• **CONSIGNES**:
**a)** Répondez à ces questions d'après le texte sur le silence :
(i) Quel déguisement est choisi pour la soirée ?
(ii) Qu'est-ce qui est noué autour de la tête ?
(iii) Que désigne le mot « silence » selon le texte ?
**b)** Poursuivez le texte sur le silence à la suite de sa dernière phrase.

• **TEXTE SOURCE**:
=====

Un jour, invité à une soirée déguisée, j'ai choisi de me travestir en homme invisible. Je me suis donc inspiré du personnage de H.G. Wells. J'ai noué autour de ma tête une bande Velpeau et au moment de partir, j'ai eu une autre idée. Si je n'allais pas à cette soirée tout en disant que j'y étais ? On ne m'a pas vu, normal j'étais déguisé en homme invisible. J'ai eu un peu la même idée pour cette planche. Il était tentant pour aborder le silence de ne rien dire pendant dix minutes. De rester coi. Mais, au-delà du premier canular qui, après tout, pourrait se tenir et répondre à la commande de l'invisibilité, le second, me taire devant vous, ne relèverait que d'une imposture, d'une échappatoire. Car ce long silence ne dirait rien. Celui-ci serait infructueux, une performance qui ne tiendrait pas compte d'un élément important : le silence n'est pas une entité, une valeur universelle. Tous les silences ne sont pas égaux. Ils ont des sens, des fonctions, des rôles multiples selon les moments, les situations où ils apparaissent ou l'instant où ils cessent.

 

Il y a plusieurs natures de silence. Le mot désigne l'absence de bruit, de sons, d'agitation auditive et par extension ou résumé, le fait de ne pas parler, de rester silencieux.  En tout cas, le paradoxe est étonnant : je vais avoir besoin de mots pour traiter la question du  silence.

=====

• **DONNÉES FOURNIES**:
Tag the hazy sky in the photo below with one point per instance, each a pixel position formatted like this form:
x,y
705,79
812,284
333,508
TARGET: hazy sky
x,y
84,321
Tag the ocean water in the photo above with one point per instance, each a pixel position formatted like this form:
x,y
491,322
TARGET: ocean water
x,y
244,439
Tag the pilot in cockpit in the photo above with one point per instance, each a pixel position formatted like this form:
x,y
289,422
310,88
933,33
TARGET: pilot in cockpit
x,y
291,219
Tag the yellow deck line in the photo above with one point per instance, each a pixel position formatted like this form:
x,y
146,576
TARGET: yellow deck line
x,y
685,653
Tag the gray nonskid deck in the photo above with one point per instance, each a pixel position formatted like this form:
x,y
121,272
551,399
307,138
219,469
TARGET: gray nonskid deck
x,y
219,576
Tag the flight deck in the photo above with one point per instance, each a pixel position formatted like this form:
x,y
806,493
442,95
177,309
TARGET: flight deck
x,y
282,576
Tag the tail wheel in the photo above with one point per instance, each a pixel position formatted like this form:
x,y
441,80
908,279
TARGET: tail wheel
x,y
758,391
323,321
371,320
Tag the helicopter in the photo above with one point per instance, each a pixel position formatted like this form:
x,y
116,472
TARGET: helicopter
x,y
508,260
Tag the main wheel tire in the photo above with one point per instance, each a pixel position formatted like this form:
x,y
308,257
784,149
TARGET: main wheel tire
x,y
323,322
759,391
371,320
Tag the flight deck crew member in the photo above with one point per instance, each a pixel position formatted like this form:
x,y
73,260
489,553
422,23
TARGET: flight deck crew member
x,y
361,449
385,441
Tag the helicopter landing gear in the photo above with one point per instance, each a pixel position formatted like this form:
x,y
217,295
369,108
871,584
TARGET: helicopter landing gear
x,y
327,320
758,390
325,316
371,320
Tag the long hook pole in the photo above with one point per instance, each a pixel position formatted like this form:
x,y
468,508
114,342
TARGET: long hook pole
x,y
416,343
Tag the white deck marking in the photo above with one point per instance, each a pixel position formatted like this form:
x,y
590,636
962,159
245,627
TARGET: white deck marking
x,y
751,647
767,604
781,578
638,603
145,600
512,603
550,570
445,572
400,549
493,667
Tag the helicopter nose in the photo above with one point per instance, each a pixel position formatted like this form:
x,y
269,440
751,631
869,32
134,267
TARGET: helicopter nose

=====

• **RÉPONSES ATTENDUES**:
**a)**
(i) Un déguisement d'homme invisible, inspiré du personnage de H.G. Wells.
(ii) Une bande Velpeau.
(iii) L'absence de bruit, de sons, d'agitation auditive et, par extension, le fait de ne pas parler, de rester silencieux.

**b)**
 Dans l'absolu, le silence n'est pas une vertu, il n'est garant de rien. Certaines personnes peuvent être timides ou d'autres n'avoir rien à dire. Et quand quelqu'un de silencieux nous impressionne, que ses silences en imposent, c'est possiblement trompeur, il n'a peut-être lui aussi rien d'intéressant à exprimer. Comme disait Sacha Guitry " On peut être hermétique et ne rien renfermer. "

Pendant longtemps je fus pointé, désigné comme quelqu'un de bavard, pouvant parler sans but. Rien de bien grave, j'étais à l'unisson d'un monde profane qui fuse et diffuse à foison.

Avant d'être initié, j'avais entendu dire que tout nouveau F∴M∴ devait se taire pendant au moins un an. À quoi bon faire partie d'un club si je ne pouvais pas m'exprimer ? Il y avait un côté scolaire. " Tais-toi et écoute le maître " ou " Tu parleras quand on t'interrogera. " Car le silence fait peur. Les morts ne parlent pas, c'est même à ça qu'on les reconnait. D'ailleurs ça se tient, j'ai compris plus tard que si le nouvel apprenti doit rester silencieux, c'est qu'entre autre, il vient de subir une mort symbolique et s'apprête à renaitre à une autre vie. 

Finalement, après réflexions, si Paris valait bien sa messe, la rue Puteaux valait peut-être aussi bien la peine de se taire quand il le fallait.  Et dès que je fus initié, je me suis rendu compte que j'avais eu tort : ce silence imposé ne me pesait pas. Je me suis même surpris progressivement à l'apprécier, à en mesurer l'importance. Je n'étais pas face à l'injonction absurde : " Tais-toi et écoute " que j'évoquais tout à l'heure mais plus justement à  un conseil, une obligation justifiable : " Écoute en te taisant " voire " Écoute-toi en te taisant. "

J'ai donc appris assez rapidement, non pas à me taire — faut pas non plus exagérer — mais à lutter avec le silence, à l'apprivoiser. Lutter car, soyons honnêtes, il s'agit d'un combat avec ou contre nous-mêmes.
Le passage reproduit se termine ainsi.